Problem requirements
What is needed here is an exact printout of the data, with no pictures included.

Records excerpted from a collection

◇ ◇ ◇ ◇ ◇

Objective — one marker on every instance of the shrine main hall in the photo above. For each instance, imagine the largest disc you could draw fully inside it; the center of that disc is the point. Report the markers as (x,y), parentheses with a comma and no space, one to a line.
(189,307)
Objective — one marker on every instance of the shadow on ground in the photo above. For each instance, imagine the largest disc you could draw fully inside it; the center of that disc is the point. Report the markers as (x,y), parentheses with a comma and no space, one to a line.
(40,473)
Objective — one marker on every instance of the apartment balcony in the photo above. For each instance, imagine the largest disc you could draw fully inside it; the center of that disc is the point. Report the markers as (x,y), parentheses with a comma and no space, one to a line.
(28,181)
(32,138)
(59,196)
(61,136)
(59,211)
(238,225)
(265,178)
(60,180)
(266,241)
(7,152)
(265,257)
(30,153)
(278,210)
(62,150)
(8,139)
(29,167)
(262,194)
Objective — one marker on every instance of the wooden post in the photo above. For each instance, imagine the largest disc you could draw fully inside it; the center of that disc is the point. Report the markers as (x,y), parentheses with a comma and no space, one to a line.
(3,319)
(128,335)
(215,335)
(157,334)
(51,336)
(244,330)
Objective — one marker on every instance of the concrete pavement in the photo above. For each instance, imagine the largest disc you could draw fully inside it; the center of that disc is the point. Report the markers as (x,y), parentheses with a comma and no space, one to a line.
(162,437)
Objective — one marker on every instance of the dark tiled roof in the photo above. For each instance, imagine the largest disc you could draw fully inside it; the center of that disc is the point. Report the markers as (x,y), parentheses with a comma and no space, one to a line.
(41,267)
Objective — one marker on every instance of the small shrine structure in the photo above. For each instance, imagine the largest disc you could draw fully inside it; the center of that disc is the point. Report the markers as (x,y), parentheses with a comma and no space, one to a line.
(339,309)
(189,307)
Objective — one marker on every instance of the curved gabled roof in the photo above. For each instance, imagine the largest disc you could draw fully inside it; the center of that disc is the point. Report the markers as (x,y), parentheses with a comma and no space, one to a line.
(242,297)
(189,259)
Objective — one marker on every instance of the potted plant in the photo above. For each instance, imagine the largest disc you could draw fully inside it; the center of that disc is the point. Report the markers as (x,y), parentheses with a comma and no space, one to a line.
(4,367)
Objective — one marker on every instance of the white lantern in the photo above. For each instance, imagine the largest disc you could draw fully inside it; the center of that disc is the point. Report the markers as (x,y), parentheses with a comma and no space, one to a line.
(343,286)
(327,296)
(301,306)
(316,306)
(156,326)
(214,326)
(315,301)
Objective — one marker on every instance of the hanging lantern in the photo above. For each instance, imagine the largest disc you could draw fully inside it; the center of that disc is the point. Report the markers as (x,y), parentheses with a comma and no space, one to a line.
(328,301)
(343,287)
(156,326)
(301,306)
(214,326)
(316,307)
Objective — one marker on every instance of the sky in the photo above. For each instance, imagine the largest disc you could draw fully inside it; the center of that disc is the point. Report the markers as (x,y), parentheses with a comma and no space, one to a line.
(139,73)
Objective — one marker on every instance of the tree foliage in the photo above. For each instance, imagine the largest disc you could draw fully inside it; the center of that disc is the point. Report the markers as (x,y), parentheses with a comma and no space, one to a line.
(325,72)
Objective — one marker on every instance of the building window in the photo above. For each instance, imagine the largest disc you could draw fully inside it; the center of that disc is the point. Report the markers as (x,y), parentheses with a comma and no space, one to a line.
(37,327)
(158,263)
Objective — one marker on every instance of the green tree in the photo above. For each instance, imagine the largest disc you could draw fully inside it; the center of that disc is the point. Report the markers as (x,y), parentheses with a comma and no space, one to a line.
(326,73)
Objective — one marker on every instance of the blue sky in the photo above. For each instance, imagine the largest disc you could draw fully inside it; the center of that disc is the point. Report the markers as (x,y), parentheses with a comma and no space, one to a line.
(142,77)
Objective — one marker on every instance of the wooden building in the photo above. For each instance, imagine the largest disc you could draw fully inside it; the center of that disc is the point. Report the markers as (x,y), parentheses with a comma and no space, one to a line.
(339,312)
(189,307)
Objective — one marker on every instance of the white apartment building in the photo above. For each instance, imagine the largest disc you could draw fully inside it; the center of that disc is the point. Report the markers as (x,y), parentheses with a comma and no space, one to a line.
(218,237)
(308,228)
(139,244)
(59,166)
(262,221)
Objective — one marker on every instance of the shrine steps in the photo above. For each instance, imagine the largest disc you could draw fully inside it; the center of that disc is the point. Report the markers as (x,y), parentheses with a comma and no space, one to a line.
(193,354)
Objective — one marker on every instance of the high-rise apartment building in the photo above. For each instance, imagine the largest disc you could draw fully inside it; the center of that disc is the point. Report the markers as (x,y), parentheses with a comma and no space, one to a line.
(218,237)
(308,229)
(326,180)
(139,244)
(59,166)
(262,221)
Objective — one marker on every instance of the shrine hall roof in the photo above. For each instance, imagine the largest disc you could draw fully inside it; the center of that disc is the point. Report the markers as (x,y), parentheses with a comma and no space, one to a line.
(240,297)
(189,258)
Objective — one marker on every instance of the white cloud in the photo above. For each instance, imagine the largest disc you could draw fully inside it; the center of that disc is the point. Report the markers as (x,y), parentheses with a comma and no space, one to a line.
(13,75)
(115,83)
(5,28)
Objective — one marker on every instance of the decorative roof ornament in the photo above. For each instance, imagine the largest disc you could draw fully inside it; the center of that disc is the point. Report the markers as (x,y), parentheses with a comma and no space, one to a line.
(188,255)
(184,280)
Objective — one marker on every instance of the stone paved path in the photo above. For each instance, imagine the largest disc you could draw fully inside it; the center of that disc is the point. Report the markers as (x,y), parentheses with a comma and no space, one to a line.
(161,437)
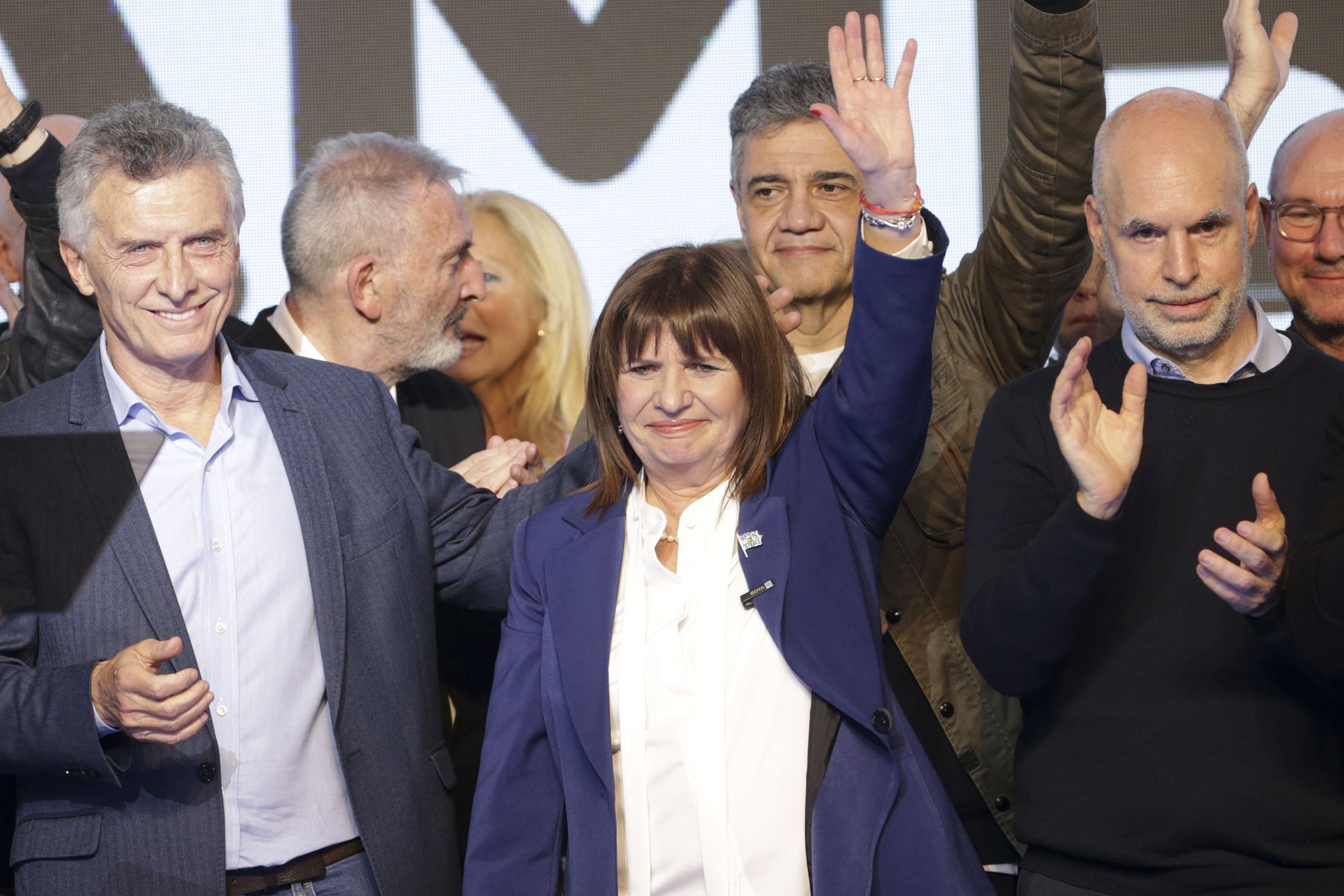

◇ ◇ ◇ ◇ ◇

Task solution
Objective — one marker on every instance of the shrine main hall in the photo above. For each instance, imagine the largest disc you could draw fully inside it; the center of that disc is the point. Report the markers as (x,y), parentheses with a comma and no space, one to a line.
(189,307)
Objective — one marker on every instance of the shadow on ground in the photo above. For each instance, imagine the largest disc you could draw fully inside it; the center of that disc is the point. Report the markers as (x,y), parentheses with a comma and no space, one to a line.
(40,473)
Objective — one marker on every instance of the apartment balcony in the photo above. For each instance, imagine the largest disc you could draw fully inside it; the center of that disc is the point. Report the markers as (x,y), parentheses with a comma and no space, one to a line.
(28,181)
(32,138)
(59,196)
(61,136)
(59,211)
(238,225)
(265,178)
(60,180)
(266,241)
(7,152)
(265,257)
(30,153)
(278,210)
(62,150)
(8,139)
(29,167)
(262,194)
Objective — one marker on every instance of the wooden post in the photo above. For each instance, imagine the largest disc you could draw fully inside it; the center of that disc is the point. Report the markers as (x,y), parentheses with a comma and no space, one to a line.
(3,319)
(128,335)
(215,335)
(157,334)
(51,336)
(244,330)
Objective — one marker on every instance of the concrete pavement in the photo above. For each instance, imagine the largest disc you could draw fully inside it; the center of that disc is the point. Report the markers as (x,y), parentheses with a comma and no space, one to a line.
(162,437)
Objective — one marker on every instance of the dark tiled roof in the photo above. For each instance, imagine the largest disc you could draw fully inside it; the center of that disc is the point. Report the markers as (x,y), parentheses with a comma and no space, one to a line.
(41,267)
Objective — one marker on every instance of the small shrine structure in the photo above. For each instance, imagine the largest disc you could draw fully inside it; the center of that disc is the point. Report the markers as (x,y), parentheses with a comma and no space, one to a line.
(339,309)
(189,307)
Objective — one marker on every instance of the curved gabled roof in the photo above. For each instance, imagine the largest disc you could draw fully inside it; the center of that disc is the point. Report the markers as (x,y), parentheses with a comma and no space, one to a line.
(242,297)
(189,259)
Objective — one marker on every instance of the potted plant in the photo above. For each instance, imagine the largest disc you could draw fully inside it; the center of that disc is the point. Report the markers as (x,y), parentheses with a comma and no space, one to a line.
(4,367)
Objective — one marker on every instance of the white lantern in the photo above. For each instance, imagine the largest disc you could draw fully inside it; the center of that disc is the point. Report the markers as (x,y), parentheses with a comma and no space, one to a line.
(343,286)
(327,296)
(301,306)
(316,306)
(156,326)
(214,326)
(315,301)
Objective — one marker on every instance of the hanging lantern in the photo above. For each instance, imagine the largest disc you could draw fully inside it; the center of that disc is the point. Report the markers as (x,y), parentheses with a comma and no space, one to a line.
(328,301)
(343,287)
(156,326)
(301,306)
(214,326)
(316,307)
Objective — one marker on every instance of the sky in the photo above. For each instance, imagine the largest disc you could draw fully inside it; the center of that disc is the point. Report the markers as (x,y), parentheses with a comma and no space, one to a line.
(139,73)
Objective — one marker on every instance of the tree foliage in the photo above. For each instance, imagine the largest disc you could draw fully inside it; the center of that disc is the point. Report the markers as (x,y), parentheses with a comma and no space, one to a line.
(325,72)
Objective — one marker on every instance of the building window in the photo above. For each instance, imagine the largest disc you could draw fully inside it; the center of that disc is the point. Report the markers as (x,y), parentheses with a comma and no space, one to a line.
(37,327)
(158,263)
Objective — one marker on every instance of the green tree in the photo above. For each instance, imagine the largest disc you could draw fully inside it; the center of that disc is the point. Report the markers as (x,y), parentheses with a comma and no space, one to a line.
(326,73)
Objective — one marker on every instance of the blue sky in the photo above. For each instance, imagine the largest disc you could draw fully inside it; the center of that disc is the point. Report the markers as (x,y), parentheses with a comma and no space, one to a line.
(142,77)
Objective — one marker on every instance of the wooden building in the photo above. For each instance, imagine the largest disc you could draw fully inside it; the center of that disc is the point. Report the markers as (x,y), parentheses with a comma and no space, one to a line.
(339,312)
(189,307)
Objective — one marker on every instance of the white apartment building in the photo above. For each instance, imagine the largest disc you could draw fully inside it; the center of that disc is the point. Report the markers as (x,y), parentheses with a comma and no space, one to a line.
(218,237)
(308,228)
(139,244)
(59,166)
(262,221)
Objective — one marker on every instance of the shrine steps in the photo above. For each instance, imagine the largest disc you could draw fully inside it; the center of that disc is the point. Report the markers as (x,y), parentheses with a comma and no space, one to a line.
(193,354)
Objective — one marker on every instance of the high-rise apartment building in the photo above. For each instance, imagine the largest disc you could draw fully inside it; the center of that disc is the point. Report the markers as (x,y), parentheses with a comma and no space, one to a line.
(218,237)
(308,229)
(326,180)
(139,244)
(59,166)
(262,221)
Objective — one marker on every instance of the shrine hall roof in the photo above. For each instance, imagine the largest disc you could draw fully inside it; the center of that disc is the point. Report the markers as (x,y), parentheses with a comma and no space, one to a line.
(240,297)
(189,258)
Objective — one marker on every instance of the white cloud in the photo above. For each instance, imagine the largest disc you could draw fully inside it; the center of that disc is the point. Report the markers as (x,y), parentheses with a comma and no space, one to a line.
(13,75)
(115,83)
(5,28)
Objective — one marker on every instance of the decorative roof ornament in the photo above. For each instance, imagine the largest disc you could draw fully inside it; the center of that disc is the point. Report the markers as (x,y), parentheses with a comma and no space, one to a line.
(188,255)
(184,280)
Objective — one marker on every instance of the stone paved path in the photo above. For each instance, imagine the largest disc you could draw fully inside it; the center of that disc is the point. Report the markers as (x,y), parentheses with a comma and no space, one to a line.
(161,437)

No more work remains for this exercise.